Friday, April 15, 2005

Safety of food and dietary supplements

It looks like people might be able to obtain ephedra again. A previous FDA ruling banning it has been partially struck down by a federal judge in Utah (article link):
The case was brought by Nutraceutical, a Park City, Utah-based company. In a prepared statement, company President Bruce Hough said that the decision was about protecting the public's access to safe dietary supplements, which, under the law, are treated as food, not drugs. That means that to pull them from the market, the FDA must prove that the drug is not safe. The court decided that the FDA may have proved that for higher doses of ephedra, as high as 100 milligrams, but not for the lower doses of 10 milligrams.
Needless to say, cardiologists have something to say about this decision. Prediman K. Shah, at Cedars-Sinai Medical Center in Los Angeles:
"It's a dangerous drug that can be abused. It has serious cardiovascular risks, and I don't see any reason why they should even have it on the market as an unregulated supplement. It is a stimulant. Just like cocaine triggers heart attacks or strokes, so can ephedra."
Steven Nissen, a cardiologist at the Cleveland Clinic:
"The problem is that the law is designed to allow companies with dangerous products to sell them until somebody can absolutely prove that they're harmful," Nissen says. "How are these drugs any different than prescription drugs? These drugs don't have to show benefit, and they have to be proven harmful. How does that make any sense?"
These doctors advocate the idea of requiring the same rigorous testing of dietary supplements that is required of prescription drugs, namely they should have to be proven to be safe and effective in order to be sold. Naturally, the dietary supplement industry disagrees: they maintain that supplements should continue to be classified as foods, which would mean that they could only be banned if they are proven to be harmful.

But neither side is really being honest. Firstly, the effect of requiring pharmaceutical-grade testing on herbal supplements would be to remove them from the market, which is precisely what the drug industry wants. The reasoning is fairly obvious: this type of testing is very expensive, and is therefore only cost-effective if the substance being tested is patented. Dietary supplements are not patented, so there is little likelihood that anyone out there would be willing or even able to shell out the millions of dollars needed to test them.

Secondly, there is a larger aspect of the problem, which is not even being mentioned in this debate. Foods can be sold until someone proves them to be harmful. And, as has been demonstrated in this case, obtaining such proof can be difficult, even in cases where experts agree that the substance is dangerous. This doesn't just apply to dietary supplements, but to all food substances. A company can put anything it wants in your food, unless and until someone proves that it is dangerous to do so. This covers everything from dead bugs to synthetic animal hormones, to genetically modified foods, and the criterion for what constitutes "dangerous" is apparently pretty high. Clearly, what is needed is a lowering of the bar, in the name of protecting the food supply. The dietary supplement issue is only part of a much larger and more serious problem.

[For the record, I don't particularly care about ephedra one way or the other, except as part of the larger issue. Also, I think the bar could stand some raising with respect to drug testing as well. When I used the term "rigorous" above, I was using it pretty loosely. But that is a seperate issue.]

-=-=-

▶ _Task goal_: Set down, word for word, the part of the ephedra post that begins at the words "But neither side" and stops after the words "to test them.".

-=-=-

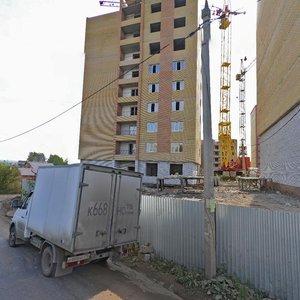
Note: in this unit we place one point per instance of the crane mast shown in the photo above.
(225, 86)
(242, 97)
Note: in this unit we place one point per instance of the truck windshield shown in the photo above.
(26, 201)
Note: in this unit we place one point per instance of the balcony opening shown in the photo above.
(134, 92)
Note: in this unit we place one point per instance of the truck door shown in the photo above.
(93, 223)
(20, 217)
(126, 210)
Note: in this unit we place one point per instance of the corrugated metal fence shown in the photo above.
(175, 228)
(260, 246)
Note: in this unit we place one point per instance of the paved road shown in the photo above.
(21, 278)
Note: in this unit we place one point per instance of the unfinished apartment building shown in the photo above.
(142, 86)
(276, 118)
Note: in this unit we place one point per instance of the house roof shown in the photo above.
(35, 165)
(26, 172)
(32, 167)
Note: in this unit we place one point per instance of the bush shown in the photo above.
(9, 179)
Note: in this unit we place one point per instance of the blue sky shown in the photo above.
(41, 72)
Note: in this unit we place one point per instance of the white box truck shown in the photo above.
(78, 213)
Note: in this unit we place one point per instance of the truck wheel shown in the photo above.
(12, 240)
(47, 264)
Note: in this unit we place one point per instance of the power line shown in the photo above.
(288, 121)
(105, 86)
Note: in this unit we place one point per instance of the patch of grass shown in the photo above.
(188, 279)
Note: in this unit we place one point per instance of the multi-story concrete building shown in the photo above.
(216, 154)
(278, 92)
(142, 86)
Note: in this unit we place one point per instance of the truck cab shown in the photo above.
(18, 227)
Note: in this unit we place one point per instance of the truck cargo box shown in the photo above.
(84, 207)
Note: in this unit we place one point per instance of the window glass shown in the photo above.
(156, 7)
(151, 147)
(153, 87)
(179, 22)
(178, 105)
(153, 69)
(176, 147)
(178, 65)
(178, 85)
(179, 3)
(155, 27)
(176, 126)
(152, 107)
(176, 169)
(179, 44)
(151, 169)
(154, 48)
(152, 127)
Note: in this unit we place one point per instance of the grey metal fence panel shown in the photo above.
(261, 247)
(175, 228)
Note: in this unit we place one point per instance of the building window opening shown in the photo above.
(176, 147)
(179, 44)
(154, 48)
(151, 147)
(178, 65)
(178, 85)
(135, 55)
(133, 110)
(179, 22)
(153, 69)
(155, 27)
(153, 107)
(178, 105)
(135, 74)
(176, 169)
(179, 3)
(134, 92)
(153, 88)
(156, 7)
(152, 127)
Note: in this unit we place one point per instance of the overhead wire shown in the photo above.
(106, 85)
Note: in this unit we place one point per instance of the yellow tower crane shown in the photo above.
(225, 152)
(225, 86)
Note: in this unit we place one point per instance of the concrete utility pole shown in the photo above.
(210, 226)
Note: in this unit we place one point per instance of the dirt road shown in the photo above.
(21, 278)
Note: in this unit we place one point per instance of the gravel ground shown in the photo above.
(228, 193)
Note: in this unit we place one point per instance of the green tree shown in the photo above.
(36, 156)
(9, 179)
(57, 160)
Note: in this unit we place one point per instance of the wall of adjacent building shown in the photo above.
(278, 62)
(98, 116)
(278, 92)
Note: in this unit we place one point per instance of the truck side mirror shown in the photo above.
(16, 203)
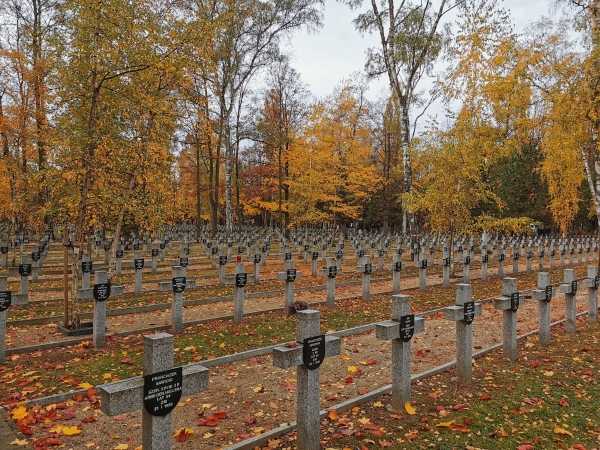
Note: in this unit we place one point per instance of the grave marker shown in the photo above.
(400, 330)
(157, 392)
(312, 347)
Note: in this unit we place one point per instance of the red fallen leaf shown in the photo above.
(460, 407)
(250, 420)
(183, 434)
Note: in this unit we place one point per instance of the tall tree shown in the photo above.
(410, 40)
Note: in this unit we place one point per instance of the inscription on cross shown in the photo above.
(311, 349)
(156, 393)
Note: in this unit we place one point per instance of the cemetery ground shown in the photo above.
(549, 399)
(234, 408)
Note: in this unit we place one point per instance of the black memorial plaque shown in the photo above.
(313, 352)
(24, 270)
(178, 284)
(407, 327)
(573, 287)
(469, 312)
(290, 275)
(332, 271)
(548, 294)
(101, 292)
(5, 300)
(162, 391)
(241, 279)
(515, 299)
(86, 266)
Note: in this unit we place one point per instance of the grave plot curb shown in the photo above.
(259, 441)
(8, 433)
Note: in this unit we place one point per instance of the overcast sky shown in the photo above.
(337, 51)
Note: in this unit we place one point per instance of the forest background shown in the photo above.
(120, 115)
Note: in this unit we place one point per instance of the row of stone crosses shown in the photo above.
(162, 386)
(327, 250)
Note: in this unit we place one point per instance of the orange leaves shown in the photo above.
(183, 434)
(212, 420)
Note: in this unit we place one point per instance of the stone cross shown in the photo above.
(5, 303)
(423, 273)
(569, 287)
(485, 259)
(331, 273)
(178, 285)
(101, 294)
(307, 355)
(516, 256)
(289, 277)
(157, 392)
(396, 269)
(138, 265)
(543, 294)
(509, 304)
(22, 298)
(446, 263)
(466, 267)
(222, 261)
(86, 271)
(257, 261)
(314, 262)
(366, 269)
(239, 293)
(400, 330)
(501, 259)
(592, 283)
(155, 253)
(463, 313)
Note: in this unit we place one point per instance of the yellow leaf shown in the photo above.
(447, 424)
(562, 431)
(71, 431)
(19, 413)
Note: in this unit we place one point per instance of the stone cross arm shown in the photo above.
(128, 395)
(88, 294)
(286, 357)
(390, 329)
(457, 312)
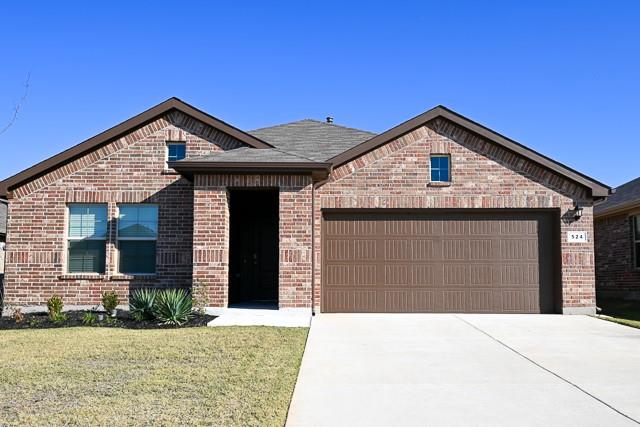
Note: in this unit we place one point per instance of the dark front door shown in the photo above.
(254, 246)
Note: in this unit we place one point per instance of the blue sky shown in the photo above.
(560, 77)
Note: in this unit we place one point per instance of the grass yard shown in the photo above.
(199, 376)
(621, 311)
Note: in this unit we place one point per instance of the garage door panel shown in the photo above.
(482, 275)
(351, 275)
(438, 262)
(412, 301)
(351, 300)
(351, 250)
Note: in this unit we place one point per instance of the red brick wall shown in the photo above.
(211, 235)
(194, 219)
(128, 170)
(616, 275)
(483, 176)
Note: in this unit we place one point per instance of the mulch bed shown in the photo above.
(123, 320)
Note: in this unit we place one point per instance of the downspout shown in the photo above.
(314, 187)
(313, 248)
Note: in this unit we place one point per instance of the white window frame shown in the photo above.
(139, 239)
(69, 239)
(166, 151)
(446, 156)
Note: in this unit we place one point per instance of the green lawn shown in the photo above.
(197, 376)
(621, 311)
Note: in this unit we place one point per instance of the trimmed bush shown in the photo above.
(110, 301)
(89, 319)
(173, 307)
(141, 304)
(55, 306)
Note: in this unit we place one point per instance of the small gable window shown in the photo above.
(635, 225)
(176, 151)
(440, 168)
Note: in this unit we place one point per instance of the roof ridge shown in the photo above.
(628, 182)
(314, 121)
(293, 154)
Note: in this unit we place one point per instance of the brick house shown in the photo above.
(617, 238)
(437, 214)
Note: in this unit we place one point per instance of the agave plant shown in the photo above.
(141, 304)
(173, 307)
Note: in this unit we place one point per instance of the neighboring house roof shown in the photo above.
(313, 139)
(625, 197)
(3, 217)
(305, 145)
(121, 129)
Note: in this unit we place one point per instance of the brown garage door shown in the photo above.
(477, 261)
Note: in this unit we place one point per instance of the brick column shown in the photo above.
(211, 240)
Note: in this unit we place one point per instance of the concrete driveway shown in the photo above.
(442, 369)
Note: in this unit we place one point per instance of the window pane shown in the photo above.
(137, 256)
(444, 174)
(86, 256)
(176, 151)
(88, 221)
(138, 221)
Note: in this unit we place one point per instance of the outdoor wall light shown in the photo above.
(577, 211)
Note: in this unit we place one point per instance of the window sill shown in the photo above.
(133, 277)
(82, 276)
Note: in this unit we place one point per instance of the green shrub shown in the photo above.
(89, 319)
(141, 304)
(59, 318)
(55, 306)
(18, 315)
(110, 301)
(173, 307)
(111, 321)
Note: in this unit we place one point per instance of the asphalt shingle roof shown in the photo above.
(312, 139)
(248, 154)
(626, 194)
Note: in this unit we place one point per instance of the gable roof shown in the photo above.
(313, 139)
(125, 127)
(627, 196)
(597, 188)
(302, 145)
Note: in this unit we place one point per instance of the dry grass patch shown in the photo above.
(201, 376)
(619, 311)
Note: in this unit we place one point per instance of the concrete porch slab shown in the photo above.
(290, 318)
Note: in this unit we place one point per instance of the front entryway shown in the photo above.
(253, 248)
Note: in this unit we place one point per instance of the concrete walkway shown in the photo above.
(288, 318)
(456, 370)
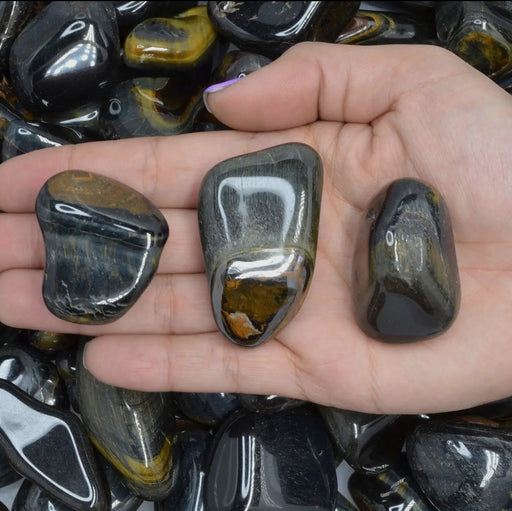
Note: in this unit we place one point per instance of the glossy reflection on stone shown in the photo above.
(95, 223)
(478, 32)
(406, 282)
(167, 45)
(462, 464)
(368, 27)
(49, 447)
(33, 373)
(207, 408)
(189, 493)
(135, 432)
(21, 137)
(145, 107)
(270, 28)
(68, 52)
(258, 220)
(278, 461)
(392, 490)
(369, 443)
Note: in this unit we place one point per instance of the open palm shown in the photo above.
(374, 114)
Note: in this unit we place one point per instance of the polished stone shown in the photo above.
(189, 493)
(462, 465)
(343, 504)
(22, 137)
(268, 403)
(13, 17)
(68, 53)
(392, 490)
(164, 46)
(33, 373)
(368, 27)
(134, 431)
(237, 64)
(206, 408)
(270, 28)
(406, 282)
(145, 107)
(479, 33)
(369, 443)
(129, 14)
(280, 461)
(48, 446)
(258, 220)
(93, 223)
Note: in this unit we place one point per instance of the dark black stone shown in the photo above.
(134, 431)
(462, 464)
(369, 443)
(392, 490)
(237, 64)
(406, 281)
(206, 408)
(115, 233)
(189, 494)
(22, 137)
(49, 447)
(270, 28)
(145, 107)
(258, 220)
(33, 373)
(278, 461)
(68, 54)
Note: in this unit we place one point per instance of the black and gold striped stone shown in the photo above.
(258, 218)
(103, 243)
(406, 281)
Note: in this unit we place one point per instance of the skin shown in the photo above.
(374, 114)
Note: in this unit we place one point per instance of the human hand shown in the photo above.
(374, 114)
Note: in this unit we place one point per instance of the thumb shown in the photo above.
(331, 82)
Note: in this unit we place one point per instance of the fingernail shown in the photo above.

-=-=-

▶ _The answer_:
But neither side is really being honest. Firstly, the effect of requiring pharmaceutical-grade testing on herbal supplements would be to remove them from the market, which is precisely what the drug industry wants. The reasoning is fairly obvious: this type of testing is very expensive, and is therefore only cost-effective if the substance being tested is patented. Dietary supplements are not patented, so there is little likelihood that anyone out there would be willing or even able to shell out the millions of dollars needed to test them.